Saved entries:
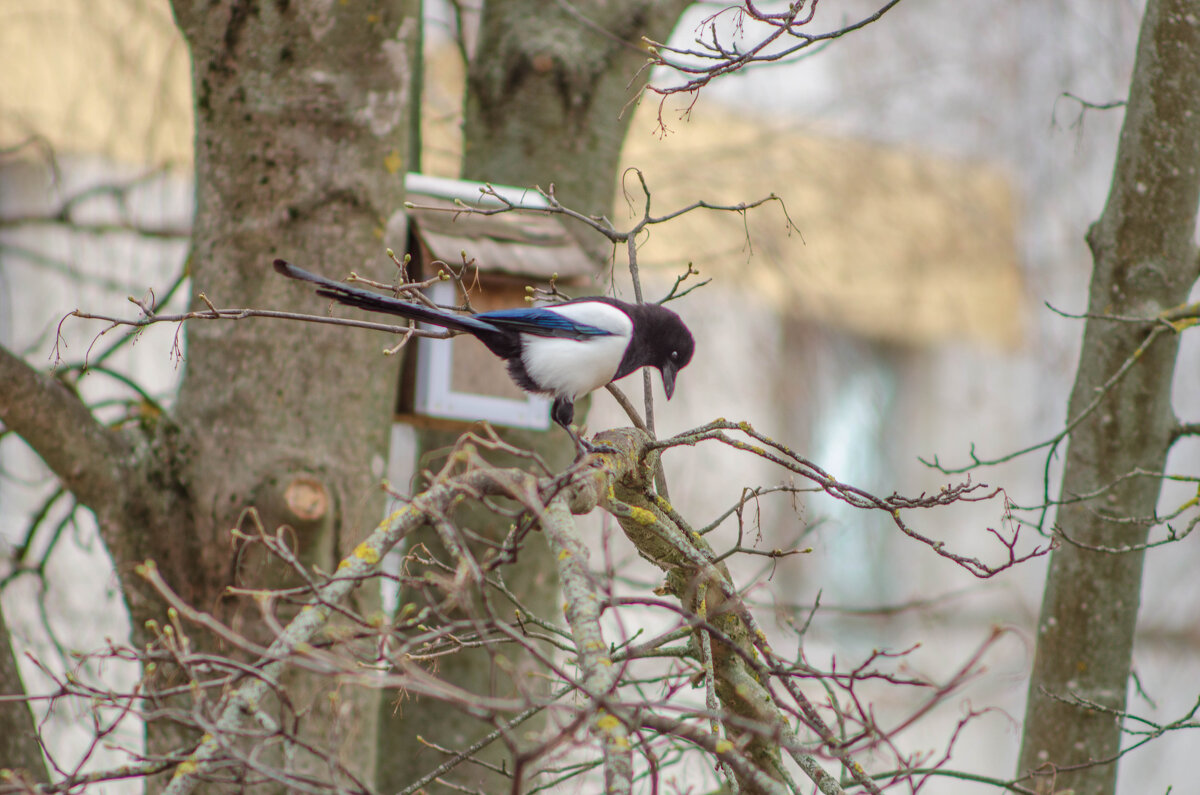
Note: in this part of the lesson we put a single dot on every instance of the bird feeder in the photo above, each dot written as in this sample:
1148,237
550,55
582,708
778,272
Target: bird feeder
450,382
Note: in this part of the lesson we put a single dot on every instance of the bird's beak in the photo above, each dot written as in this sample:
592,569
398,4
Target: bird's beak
669,380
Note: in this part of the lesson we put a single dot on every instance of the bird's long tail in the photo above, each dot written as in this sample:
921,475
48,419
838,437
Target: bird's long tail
377,303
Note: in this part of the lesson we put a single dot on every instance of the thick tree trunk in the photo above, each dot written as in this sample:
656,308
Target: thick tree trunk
1144,263
300,115
544,106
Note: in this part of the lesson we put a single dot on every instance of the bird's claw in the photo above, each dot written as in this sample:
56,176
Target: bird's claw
594,447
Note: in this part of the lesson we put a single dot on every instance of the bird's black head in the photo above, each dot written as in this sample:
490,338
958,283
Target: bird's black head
670,344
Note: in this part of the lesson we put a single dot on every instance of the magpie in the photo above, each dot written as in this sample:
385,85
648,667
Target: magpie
563,350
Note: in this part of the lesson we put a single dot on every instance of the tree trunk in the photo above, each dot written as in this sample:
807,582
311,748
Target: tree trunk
300,112
1144,263
545,95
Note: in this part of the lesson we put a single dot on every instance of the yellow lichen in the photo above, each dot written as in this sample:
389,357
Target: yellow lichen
607,723
367,554
641,515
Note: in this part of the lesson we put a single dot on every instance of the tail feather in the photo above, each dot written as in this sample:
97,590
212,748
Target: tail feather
387,304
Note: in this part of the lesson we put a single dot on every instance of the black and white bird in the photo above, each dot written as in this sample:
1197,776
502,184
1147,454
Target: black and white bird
563,350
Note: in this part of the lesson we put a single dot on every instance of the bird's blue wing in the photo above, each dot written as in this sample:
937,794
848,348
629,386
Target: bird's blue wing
541,322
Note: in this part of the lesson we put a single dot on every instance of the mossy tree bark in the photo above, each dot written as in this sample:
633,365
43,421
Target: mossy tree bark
300,111
546,103
1145,262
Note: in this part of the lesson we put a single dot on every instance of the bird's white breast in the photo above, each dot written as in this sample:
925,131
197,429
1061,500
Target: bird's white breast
574,368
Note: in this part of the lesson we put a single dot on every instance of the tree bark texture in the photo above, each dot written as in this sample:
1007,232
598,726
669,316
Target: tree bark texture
545,96
300,130
1145,262
19,749
549,88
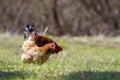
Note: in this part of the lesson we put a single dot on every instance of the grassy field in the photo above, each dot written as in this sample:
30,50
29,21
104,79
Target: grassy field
82,58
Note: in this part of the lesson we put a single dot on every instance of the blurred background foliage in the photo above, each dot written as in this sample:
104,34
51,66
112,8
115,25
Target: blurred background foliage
62,17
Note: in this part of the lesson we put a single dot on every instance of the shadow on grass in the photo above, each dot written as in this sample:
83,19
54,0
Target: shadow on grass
7,75
88,75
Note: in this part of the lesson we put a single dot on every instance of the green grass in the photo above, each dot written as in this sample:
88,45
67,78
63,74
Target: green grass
82,58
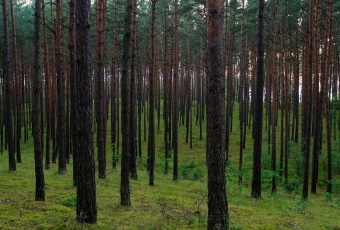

TRY IT
Output all the data above verbatim, leaving out images.

RESPONSE TO THE EXERCISE
Note: in this part of the lesson we put a single dot on every instance of the bird feeder in the photo above, each dot written as in this sample:
1148,237
550,55
582,708
778,272
Target: bird feeder
450,382
Note: in this part of the lesson we put a single dot on every instance of the bird's beak in the photo above, each dot written as in this sample:
592,569
398,4
Target: bird's beak
669,380
Note: in this part of the lesson we put a single dot on every instance of the bird's long tail in the photo above, each dot written as in this sample:
921,475
48,419
838,437
Target: bird's long tail
377,303
Note: in this part of the lesson we put a single dot on every instance of the thick tree trunk in the photo above, each dot written as in this sample:
656,308
Target: thick tree trunk
1144,263
300,115
544,106
Note: in this part of the lesson we put a single dot on every instance of the bird's claw in the photo above, each dot written as in this sample:
56,176
Target: bird's claw
594,447
Note: in this part of the lesson we put a single dot on every instance of the bird's black head in the photo above, each dot written as in this sample:
490,338
958,283
Target: bird's black head
670,344
Note: in this part of the lesson we put a single dot on every instance of the magpie in the photo above, each dot written as in this sample:
385,85
648,667
Target: magpie
563,350
Note: in this part of the lesson we put a single dot on every instance of the tree trunk in the photo above, each dot written as in this sample:
807,582
311,748
Target: tree trunk
300,112
1144,263
545,95
Note: in this part of the lesson we put a single dot on every instance of the yellow lichen in the photo above, each dot written as in this sample:
389,357
Target: yellow lichen
607,723
367,554
641,515
Note: in this part of the lesson we put a single dot on every instance of the tail feather in the photo above, each dot written as in this sample:
97,590
212,748
Target: tail feather
387,304
Note: in this part of the lesson we put a single dot on every instance of the black and white bird in the photo above, each dot written as in this sample:
1197,776
502,184
1147,454
Target: black and white bird
563,350
Note: in this part of the lesson we put a single dot on every instance of the bird's blue wing in the photo above, each dot written as in this sample:
937,794
848,348
629,386
Target: bird's blue wing
541,322
Note: in this part of the lesson we put a single dot on every instance of the mossy tree bark in the photo above, each dot written as in this sample:
633,365
43,421
Target: mossy tree bark
300,111
546,103
1145,262
Note: in this part of the lesson we put a single dot on every instance of the bird's white breast in the photo above, each dot written as in this sample:
925,131
197,429
1061,500
Target: bird's white breast
574,368
Note: in this part of the lesson we put a single dot on every instance of the tree bark texture in the photo above, each dot written as in this sample:
1007,232
598,726
669,316
Target: tree bark texture
545,96
300,130
1145,262
19,749
549,88
Note: in this part of the lesson we put a single dot on every instance of the grassy field in the photo above, each dot written as in this sample:
30,50
29,21
104,79
Target: grassy field
82,58
Note: in this part of the lesson we put a single dot on every instance of the blurred background foliage in the photo above, each dot written as in this sample:
104,34
51,66
112,8
115,25
Target: blurred background foliage
62,17
Note: in this part of the lesson we put a single dot on every instance of the shadow on grass in the photo above, each dot written as in this sample:
83,19
54,0
Target: shadow on grass
7,75
88,75
Note: in this part of the lesson we put a single dot on every instance of the green grass in the photo above, each dot written as in this sample:
88,45
67,78
63,74
Target: green grass
82,58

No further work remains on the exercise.